EXERCISE: Nothing but the lines from the one with "Mark the region of each instance of the bare" through the end of the listing below should appear in your reply, each copied exactly.

RECORDS FOR THE EXERCISE:
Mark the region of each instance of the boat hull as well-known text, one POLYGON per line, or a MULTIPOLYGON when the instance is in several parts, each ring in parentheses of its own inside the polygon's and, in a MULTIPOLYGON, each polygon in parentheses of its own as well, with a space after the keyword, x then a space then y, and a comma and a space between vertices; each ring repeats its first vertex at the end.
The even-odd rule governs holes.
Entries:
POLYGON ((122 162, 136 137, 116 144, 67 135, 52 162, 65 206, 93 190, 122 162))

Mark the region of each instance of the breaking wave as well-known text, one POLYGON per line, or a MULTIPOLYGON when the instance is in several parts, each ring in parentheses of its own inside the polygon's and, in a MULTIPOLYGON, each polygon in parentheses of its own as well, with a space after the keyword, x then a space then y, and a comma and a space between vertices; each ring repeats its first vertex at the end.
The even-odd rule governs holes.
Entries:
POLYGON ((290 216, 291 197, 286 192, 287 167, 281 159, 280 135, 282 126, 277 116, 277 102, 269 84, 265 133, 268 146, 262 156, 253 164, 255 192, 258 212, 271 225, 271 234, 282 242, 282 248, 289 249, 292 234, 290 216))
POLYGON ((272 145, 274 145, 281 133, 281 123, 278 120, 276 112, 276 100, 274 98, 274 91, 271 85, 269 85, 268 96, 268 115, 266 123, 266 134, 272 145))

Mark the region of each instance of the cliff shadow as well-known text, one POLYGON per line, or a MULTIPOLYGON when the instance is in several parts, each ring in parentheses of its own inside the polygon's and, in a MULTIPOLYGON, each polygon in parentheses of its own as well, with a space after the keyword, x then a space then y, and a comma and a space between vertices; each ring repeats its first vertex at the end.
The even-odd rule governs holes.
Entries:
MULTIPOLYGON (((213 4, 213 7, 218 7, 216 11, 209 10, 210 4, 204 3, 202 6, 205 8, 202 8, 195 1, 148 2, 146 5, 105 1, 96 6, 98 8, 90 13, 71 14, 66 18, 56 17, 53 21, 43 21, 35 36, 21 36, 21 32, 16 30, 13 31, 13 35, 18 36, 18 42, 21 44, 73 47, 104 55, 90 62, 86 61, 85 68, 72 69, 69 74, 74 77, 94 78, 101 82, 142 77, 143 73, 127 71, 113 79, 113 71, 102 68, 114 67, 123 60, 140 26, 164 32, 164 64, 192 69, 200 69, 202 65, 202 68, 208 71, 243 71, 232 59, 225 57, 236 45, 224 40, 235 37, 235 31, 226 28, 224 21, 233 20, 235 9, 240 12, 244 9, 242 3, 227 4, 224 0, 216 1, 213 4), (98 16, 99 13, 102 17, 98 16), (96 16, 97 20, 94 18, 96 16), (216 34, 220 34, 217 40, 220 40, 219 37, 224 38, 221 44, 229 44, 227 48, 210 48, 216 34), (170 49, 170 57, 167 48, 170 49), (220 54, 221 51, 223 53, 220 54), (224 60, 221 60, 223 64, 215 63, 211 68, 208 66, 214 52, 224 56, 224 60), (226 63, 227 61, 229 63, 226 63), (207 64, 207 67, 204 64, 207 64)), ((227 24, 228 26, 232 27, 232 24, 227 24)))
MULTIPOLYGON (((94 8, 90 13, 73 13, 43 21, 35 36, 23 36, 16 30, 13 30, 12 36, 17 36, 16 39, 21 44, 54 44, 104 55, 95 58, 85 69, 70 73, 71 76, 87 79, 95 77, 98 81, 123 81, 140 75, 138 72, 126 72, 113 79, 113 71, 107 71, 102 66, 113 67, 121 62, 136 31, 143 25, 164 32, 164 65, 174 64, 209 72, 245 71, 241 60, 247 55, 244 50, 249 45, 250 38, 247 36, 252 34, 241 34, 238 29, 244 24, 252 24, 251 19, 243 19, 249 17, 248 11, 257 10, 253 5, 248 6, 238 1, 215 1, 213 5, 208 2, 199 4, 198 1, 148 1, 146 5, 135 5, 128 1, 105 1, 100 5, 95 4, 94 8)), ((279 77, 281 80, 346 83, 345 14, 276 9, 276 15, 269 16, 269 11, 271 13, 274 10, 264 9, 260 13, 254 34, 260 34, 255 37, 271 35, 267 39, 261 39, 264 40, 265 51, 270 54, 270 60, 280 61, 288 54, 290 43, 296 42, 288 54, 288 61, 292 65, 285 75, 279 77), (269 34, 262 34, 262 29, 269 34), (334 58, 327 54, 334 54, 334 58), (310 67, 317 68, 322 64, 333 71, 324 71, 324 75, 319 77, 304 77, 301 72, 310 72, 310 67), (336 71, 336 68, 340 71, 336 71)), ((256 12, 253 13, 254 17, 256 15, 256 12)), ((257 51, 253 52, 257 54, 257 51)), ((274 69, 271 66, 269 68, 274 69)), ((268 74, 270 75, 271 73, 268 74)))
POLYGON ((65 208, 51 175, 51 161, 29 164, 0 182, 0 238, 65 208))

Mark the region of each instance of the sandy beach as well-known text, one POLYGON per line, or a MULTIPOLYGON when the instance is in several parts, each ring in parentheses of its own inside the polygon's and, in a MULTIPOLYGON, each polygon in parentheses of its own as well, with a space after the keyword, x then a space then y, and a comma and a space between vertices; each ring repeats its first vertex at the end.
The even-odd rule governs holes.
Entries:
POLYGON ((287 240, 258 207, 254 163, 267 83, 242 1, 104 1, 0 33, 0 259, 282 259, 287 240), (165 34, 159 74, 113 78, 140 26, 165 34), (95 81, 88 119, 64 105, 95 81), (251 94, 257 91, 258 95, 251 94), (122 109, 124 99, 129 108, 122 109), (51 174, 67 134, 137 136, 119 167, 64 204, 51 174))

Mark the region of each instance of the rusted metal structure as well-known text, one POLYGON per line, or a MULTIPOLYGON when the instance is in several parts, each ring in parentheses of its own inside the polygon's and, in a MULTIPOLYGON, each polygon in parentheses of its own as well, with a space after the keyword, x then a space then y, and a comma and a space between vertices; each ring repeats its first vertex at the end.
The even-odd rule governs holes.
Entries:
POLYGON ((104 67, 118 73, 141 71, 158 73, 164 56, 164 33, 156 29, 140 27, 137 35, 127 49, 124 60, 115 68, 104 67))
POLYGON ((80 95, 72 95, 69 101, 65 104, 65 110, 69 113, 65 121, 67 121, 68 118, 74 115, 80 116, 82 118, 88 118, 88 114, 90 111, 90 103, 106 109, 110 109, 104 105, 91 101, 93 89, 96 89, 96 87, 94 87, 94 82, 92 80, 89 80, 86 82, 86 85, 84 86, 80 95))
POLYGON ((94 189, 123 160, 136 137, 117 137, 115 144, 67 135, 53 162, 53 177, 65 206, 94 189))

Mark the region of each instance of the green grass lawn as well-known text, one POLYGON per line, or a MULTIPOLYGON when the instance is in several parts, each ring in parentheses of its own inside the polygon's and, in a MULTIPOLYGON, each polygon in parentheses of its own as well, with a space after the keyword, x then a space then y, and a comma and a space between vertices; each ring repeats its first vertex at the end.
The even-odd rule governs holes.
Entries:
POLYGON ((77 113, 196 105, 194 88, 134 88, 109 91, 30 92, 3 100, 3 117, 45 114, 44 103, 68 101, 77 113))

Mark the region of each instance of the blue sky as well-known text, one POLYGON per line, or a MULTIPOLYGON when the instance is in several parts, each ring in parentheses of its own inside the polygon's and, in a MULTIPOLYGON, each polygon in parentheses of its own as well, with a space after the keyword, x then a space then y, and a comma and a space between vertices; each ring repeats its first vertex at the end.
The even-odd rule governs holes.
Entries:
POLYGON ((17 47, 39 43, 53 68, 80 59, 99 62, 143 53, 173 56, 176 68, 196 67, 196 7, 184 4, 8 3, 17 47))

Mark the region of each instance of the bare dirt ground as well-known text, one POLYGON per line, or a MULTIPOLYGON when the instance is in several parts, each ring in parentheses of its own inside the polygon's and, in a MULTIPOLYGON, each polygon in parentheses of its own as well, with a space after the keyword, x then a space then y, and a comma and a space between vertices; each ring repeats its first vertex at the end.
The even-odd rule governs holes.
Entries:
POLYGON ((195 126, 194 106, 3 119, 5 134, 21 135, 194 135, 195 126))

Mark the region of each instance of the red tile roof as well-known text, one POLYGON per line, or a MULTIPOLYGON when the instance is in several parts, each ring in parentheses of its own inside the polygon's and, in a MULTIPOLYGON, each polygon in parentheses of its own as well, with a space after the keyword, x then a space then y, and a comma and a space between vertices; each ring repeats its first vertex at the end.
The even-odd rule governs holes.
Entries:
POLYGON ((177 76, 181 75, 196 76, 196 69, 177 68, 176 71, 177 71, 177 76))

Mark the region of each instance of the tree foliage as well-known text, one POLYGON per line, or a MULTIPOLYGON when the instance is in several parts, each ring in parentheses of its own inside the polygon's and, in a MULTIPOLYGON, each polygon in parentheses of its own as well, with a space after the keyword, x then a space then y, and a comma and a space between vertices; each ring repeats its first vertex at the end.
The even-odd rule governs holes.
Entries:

ANSWER TO THIS TASK:
Mark the region of each instance of the bare dirt ground as well-known text, one POLYGON per line, or a MULTIPOLYGON when the instance is in several parts, each ring in parentheses of its own inside the polygon's and, in a MULTIPOLYGON, each polygon in parentheses of its own as well, with a space after the keyword, x then a space then y, and a comma and a space between vertices; each ring repeats its first vertex at the end.
The even-odd rule governs holes.
Entries:
POLYGON ((195 126, 194 106, 3 119, 5 134, 21 135, 194 135, 195 126))

Mark the region of each instance of the red tile roof as well-known text, one POLYGON per line, or a MULTIPOLYGON when the instance is in several parts, each ring in parentheses of its own inside the polygon's and, in a MULTIPOLYGON, each polygon in parentheses of its own as well, with a space after the keyword, x then a space then y, and a comma and a space between vertices; each ring repeats its first vertex at the end.
The even-odd rule governs holes.
Entries:
POLYGON ((177 76, 181 75, 196 76, 196 69, 177 68, 176 71, 177 71, 177 76))

Mark the region of each instance of the tree foliage as well-known text, one POLYGON per line, or a MULTIPOLYGON when the instance is in several parts, each ring in parentheses of its own inside the polygon's and, in a MULTIPOLYGON, each polygon in parentheses of its own as well, with a space after the keyword, x then a space then y, and a comma and a space between vertices; each ring repeats its first vertex at the end.
The even-odd rule governs holes.
Entries:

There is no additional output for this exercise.